Point labeling data based on photos
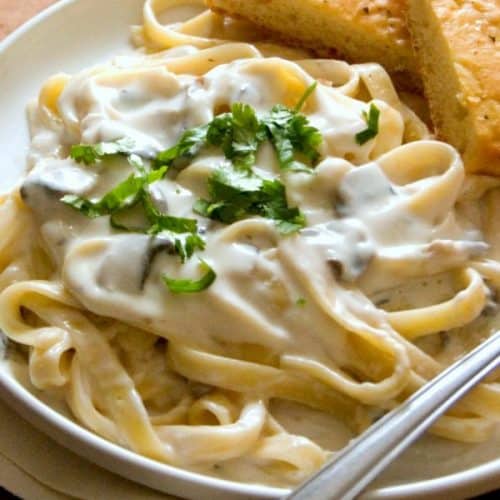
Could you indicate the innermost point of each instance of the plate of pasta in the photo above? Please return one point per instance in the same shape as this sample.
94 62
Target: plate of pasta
223 257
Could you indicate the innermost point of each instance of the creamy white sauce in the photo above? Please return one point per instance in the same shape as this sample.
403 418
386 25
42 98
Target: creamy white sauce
360 217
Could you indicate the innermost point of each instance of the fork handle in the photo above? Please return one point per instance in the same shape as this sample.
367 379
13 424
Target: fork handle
367 456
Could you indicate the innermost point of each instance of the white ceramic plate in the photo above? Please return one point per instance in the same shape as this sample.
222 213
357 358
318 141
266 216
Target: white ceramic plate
74 34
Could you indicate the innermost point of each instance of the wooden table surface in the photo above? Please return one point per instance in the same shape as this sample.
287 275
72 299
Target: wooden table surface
15 12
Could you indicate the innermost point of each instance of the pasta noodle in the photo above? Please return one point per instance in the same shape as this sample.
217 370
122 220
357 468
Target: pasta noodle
394 275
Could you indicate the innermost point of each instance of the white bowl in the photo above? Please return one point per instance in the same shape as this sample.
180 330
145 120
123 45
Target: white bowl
74 34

Job →
Copy the lines of the records above verbatim, from the line containing "the white bowl" through the end of the records, including both ends.

Answer to this exercise →
Could you indicate the innermost point of each instance of the white bowl in the photo above? Please return one point per instance in the same shape as this sample.
180 330
145 120
123 45
Target: white bowl
74 34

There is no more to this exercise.